=== Textauszug ===
===============

Die Zuversicht, dass es bei den «Leafs» bald regelmässig Siege geben wird, ist an einer Person festzumachen: Nummer-1-Draft Auston Matthews. Der 19-jährige Ex-Zürcher hat sein historisches Vier-Tore-Debüt in dieser Form allerdings (noch) nicht bestätigt, er ist aber dennoch mit zehn Punkten alleiniger NHL-Topskorer. Mit so einer Rookie-Perle lässt sich problemlos nach vorne blicken.
Letzte Saison: 25.

===============

=== Bereitgestellte Datensätze ===
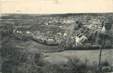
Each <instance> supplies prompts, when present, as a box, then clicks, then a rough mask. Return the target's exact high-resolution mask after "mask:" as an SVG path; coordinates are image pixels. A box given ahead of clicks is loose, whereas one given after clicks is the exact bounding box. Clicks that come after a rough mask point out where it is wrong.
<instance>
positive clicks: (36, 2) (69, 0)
mask: <svg viewBox="0 0 113 73" xmlns="http://www.w3.org/2000/svg"><path fill="white" fill-rule="evenodd" d="M0 12H1V13H31V14H32V13H35V14H51V13H79V12H80V13H85V12H93V13H95V12H113V0H0Z"/></svg>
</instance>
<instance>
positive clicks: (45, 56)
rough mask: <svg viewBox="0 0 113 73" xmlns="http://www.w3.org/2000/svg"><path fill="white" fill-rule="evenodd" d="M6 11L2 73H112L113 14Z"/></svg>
mask: <svg viewBox="0 0 113 73" xmlns="http://www.w3.org/2000/svg"><path fill="white" fill-rule="evenodd" d="M59 1H60V0H58V1H52V2H53V3H55V4H57V3H59ZM6 5H7V4H6ZM9 5H10V4H9ZM51 6H52V5H51ZM3 7H4V8H3V12H2V13H1V14H0V73H113V12H66V13H62V12H59V13H54V12H53V13H49V14H48V13H44V14H43V13H42V14H41V13H27V12H25V13H21V10H20V12H19V10H17V12H19V13H15V12H14V13H10V12H7V11H6V13H4V11H5V10H7V8H6V9H5V5H3ZM9 7H10V6H9ZM72 8H73V7H72ZM56 9H57V8H56ZM11 10H12V9H11ZM42 10H43V9H42ZM45 10H46V9H45ZM9 11H10V9H9ZM44 12H46V11H44ZM64 12H65V11H64Z"/></svg>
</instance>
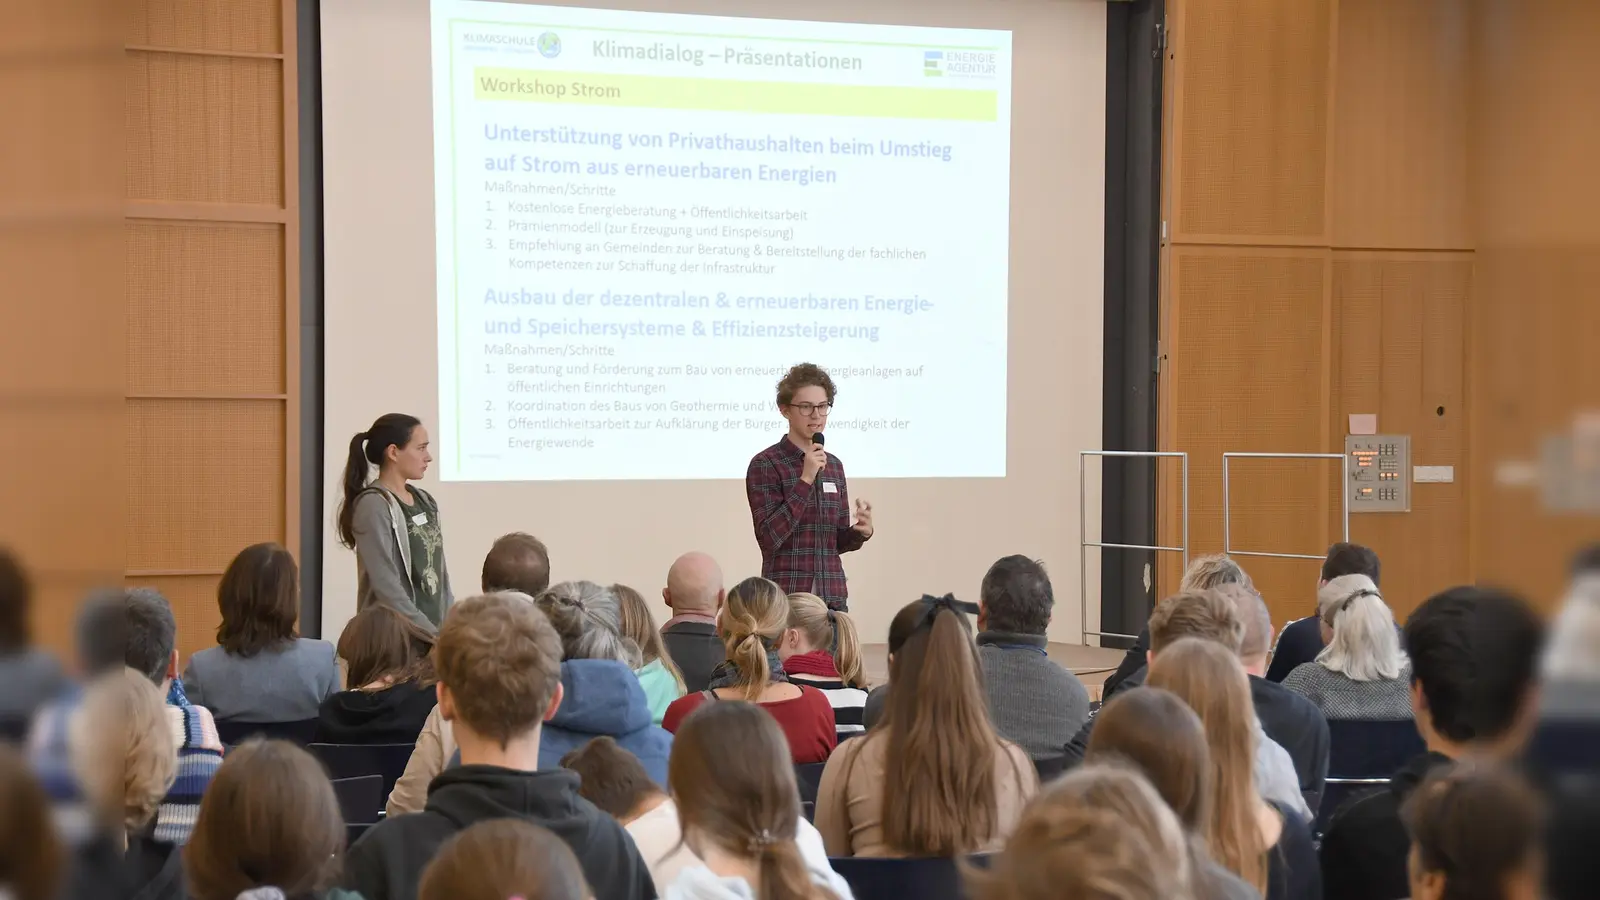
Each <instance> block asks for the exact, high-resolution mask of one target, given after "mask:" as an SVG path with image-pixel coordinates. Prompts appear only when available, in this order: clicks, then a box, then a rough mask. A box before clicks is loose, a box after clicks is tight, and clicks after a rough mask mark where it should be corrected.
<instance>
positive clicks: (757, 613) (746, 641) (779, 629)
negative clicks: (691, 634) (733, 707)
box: [718, 577, 789, 701]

===============

=== Deine Aufgabe ===
Setz den Textauszug über die «Leafs» und Auston Matthews dort fort, wo er endet. Die Datensätze haben mit dem Textauszug nichts zu tun.

=== Ergebnis ===
Ähnlich sieht es bei den Winnipeg Jets aus, dem «neusten» NHL-Team (2011 aus den Atlanta Thashers hervorgegangen): Die Franchise nimmt Schritt für Schritt und scheint in dieser Saison defensiv einen weiter zu sein. Die Offensive ist dafür eng mit dem Namen Patrik Laine verknüpft. Vom 18-jährigen Finnen, der dem Team schon den Prestige-Sieg gegen Toronto beschert hat, erhofft man sich, dass er noch besser wird, als er es schon ist. Wird er es, sind die Jets bald Playoff-Kandidat.
Zum Start: Letzte Saison hatten die Canadiens den besten Saisonstart seit.. irgendwann. Und danach folgte der grosse Absturtz. Es sind Parallelen erkennbar.